RECORDS TO PROCESS:

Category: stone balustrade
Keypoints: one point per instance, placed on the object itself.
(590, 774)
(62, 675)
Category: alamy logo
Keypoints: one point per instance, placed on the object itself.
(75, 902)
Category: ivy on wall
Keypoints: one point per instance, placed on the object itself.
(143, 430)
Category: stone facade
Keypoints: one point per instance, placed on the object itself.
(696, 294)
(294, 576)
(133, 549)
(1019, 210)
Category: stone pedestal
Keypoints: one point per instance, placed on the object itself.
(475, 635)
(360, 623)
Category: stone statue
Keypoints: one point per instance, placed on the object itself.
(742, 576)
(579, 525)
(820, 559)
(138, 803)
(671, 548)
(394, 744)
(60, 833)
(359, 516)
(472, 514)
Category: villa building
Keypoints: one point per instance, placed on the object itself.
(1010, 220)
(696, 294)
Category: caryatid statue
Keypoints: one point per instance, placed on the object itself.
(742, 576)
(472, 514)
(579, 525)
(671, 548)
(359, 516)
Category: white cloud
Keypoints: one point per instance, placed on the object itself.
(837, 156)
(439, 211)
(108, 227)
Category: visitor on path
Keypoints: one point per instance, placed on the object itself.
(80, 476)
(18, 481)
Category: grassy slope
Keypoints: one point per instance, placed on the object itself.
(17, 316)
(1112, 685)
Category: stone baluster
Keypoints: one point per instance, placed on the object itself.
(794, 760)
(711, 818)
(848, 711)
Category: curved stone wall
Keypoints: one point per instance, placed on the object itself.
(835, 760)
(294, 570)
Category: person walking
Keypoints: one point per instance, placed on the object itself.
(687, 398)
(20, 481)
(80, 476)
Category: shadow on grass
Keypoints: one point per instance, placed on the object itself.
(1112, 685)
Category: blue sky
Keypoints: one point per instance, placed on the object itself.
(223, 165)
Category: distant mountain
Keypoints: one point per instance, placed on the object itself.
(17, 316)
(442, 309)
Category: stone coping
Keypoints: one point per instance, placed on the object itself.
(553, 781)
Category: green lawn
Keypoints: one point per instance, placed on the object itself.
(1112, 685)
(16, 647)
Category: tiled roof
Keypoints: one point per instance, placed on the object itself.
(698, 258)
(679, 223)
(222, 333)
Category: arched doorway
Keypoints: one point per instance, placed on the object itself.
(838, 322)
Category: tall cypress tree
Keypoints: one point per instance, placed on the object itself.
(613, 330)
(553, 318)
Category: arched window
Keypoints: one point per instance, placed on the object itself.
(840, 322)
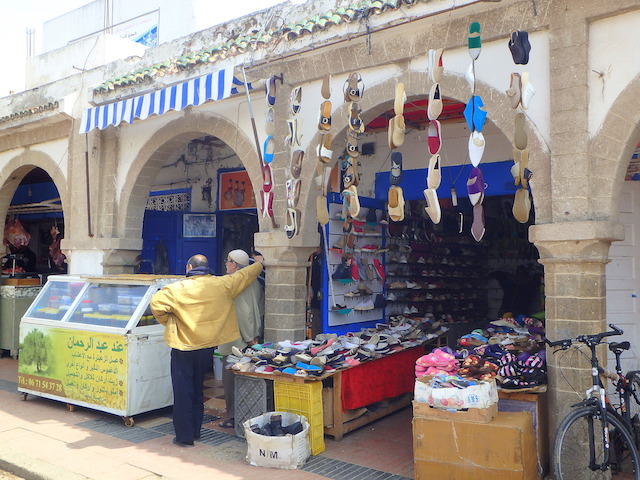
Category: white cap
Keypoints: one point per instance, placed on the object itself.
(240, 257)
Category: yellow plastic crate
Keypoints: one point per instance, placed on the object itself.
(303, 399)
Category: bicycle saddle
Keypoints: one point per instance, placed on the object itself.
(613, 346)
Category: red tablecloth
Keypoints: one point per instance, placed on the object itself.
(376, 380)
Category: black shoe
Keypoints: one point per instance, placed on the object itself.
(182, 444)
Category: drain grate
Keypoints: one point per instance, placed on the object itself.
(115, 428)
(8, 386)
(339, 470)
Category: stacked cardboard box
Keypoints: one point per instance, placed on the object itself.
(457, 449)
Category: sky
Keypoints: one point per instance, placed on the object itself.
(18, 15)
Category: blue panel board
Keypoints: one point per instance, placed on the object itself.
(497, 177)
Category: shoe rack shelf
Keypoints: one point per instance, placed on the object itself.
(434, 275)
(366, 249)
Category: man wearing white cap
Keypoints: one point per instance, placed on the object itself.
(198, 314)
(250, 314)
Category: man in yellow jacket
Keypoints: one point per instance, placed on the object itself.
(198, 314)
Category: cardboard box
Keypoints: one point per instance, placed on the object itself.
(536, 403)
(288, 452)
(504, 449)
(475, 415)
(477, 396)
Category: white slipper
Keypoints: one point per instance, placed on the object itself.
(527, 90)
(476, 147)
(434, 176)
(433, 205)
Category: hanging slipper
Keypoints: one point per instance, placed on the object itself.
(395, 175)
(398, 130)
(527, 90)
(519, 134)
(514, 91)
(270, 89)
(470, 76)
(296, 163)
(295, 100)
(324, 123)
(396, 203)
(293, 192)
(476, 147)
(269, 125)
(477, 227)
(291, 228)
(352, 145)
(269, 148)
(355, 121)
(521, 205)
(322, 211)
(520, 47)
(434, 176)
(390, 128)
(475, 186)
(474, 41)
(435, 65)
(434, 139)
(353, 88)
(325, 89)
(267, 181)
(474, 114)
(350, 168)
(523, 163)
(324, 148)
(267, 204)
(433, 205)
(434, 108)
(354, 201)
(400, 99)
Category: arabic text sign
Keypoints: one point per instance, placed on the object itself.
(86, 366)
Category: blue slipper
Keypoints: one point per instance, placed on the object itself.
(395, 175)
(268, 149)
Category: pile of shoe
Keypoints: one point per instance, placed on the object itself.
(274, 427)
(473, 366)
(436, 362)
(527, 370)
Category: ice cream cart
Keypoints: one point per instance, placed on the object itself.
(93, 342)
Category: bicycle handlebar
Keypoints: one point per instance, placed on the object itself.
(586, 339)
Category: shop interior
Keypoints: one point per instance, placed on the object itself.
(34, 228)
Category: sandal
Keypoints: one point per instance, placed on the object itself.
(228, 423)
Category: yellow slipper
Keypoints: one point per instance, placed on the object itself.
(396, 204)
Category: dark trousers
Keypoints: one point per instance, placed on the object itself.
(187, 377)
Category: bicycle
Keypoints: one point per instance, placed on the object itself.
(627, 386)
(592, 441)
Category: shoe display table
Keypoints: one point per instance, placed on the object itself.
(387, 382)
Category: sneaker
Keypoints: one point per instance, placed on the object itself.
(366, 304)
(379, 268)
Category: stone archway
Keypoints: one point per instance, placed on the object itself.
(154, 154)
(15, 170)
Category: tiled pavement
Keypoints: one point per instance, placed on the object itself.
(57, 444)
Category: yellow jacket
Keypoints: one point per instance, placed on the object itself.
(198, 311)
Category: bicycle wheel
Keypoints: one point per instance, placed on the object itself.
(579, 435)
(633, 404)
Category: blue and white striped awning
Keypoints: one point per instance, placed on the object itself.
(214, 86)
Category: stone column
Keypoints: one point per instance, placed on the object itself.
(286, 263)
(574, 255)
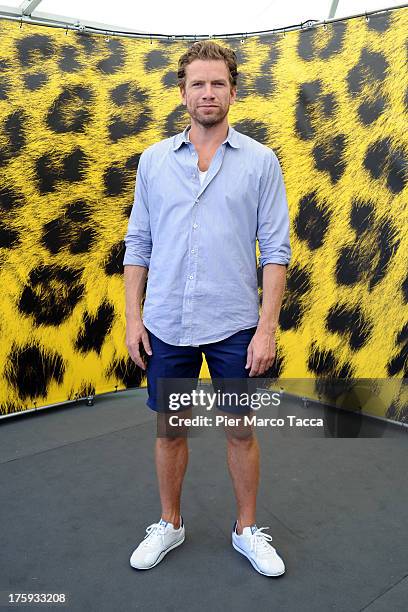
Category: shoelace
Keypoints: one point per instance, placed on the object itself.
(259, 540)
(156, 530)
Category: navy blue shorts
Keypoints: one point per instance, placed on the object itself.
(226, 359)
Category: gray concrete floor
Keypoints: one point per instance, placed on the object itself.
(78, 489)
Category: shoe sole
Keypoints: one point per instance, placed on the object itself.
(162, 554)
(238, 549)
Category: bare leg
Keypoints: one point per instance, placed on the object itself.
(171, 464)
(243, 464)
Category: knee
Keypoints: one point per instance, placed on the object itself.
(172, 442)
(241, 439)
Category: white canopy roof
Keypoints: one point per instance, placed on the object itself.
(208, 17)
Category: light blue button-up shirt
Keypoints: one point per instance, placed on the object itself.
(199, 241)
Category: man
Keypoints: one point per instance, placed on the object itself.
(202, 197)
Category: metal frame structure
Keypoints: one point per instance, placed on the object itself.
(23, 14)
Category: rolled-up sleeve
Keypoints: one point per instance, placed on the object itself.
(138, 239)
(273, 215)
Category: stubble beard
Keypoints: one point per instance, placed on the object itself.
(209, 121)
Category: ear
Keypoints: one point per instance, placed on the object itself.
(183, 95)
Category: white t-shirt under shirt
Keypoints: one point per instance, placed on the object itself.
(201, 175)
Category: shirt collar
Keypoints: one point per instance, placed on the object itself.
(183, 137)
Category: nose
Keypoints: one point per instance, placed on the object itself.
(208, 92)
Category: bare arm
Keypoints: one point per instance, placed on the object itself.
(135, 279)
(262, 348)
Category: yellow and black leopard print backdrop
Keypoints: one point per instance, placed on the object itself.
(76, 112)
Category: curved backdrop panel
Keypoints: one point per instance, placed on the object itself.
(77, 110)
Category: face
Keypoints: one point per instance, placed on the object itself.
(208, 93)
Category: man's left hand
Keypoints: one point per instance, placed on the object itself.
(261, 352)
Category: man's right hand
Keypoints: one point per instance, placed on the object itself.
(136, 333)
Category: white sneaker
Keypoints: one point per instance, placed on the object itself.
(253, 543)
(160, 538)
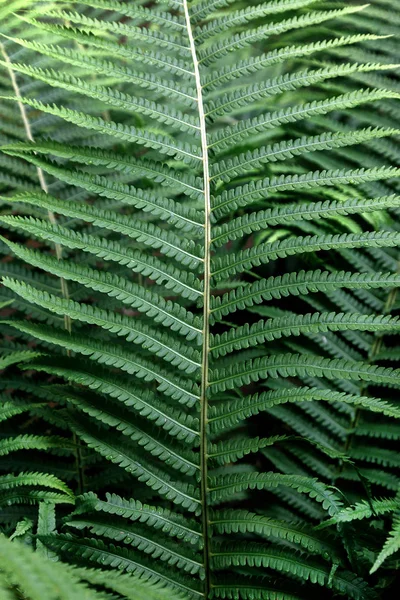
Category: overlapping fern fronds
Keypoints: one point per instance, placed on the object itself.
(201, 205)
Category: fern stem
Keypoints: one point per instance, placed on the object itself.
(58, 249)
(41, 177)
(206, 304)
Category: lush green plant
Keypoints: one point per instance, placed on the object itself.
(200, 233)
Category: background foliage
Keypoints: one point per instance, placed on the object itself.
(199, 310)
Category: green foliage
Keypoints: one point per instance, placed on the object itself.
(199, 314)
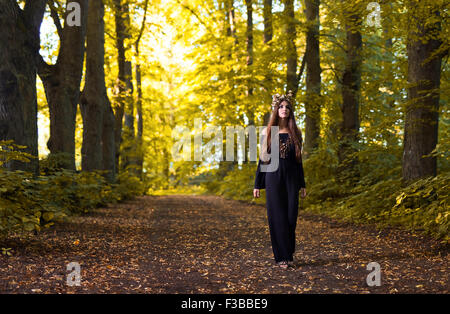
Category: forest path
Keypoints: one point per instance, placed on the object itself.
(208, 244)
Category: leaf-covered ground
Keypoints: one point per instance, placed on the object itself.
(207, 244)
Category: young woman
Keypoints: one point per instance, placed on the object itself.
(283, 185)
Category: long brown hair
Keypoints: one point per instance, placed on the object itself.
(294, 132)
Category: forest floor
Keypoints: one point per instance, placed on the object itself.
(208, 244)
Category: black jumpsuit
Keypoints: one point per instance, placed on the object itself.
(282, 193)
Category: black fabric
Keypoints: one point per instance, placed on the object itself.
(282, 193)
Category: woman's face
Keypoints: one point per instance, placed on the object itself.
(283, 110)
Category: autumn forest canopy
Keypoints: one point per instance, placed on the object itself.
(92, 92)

TASK INSTRUCTIONS: Omit all pictures and write out, exactly, only the lines from the line containing "Category: man's right hand" through the last line of the entries above.

EXPECTED OUTPUT:
Category: man's right hand
Keypoints: one point per instance, placed on the object itself.
(136, 333)
Category: white sneaker
Keypoints: one point per instance, placed on the object itself.
(253, 543)
(160, 538)
Category: overlapping fern fronds
Keypoints: one point per instance, placed on the object itself.
(201, 205)
Category: fern stem
Keypoints: one point per instance, placed on the object itself.
(58, 249)
(41, 177)
(206, 304)
Category: lush green plant
Keypoints: one point per instance, placed on the object itself.
(200, 233)
Category: background foliage
Keypoints: one point per instance, placed on the object itself.
(199, 310)
Category: green foliage
Keypoints: one point per instance, placed on the object itself.
(199, 314)
Category: forest path
Keypoints: one point per instance, placed on the object itself.
(208, 244)
Category: leaf-covered ground
Keypoints: one point per instance, placed on the object itself.
(207, 244)
Category: young woman
Keypoints: one point per instance, placed on the object itself.
(283, 185)
Category: long brown hair
Keypoints: one point per instance, placed on the object itself.
(294, 132)
Category: forest floor
Keypoints: one point per instance, placed on the object itself.
(208, 244)
Category: black jumpsuit
Keypoints: one point per instance, placed on the object itself.
(282, 193)
Category: black fabric
Keypoints: one point per instance, placed on the object itself.
(282, 193)
Category: woman's face
Keypoints: one point per instance, placed on the object itself.
(283, 110)
Category: autumn forest canopy
Keypoints: one point per instance, placed on the object itself.
(92, 92)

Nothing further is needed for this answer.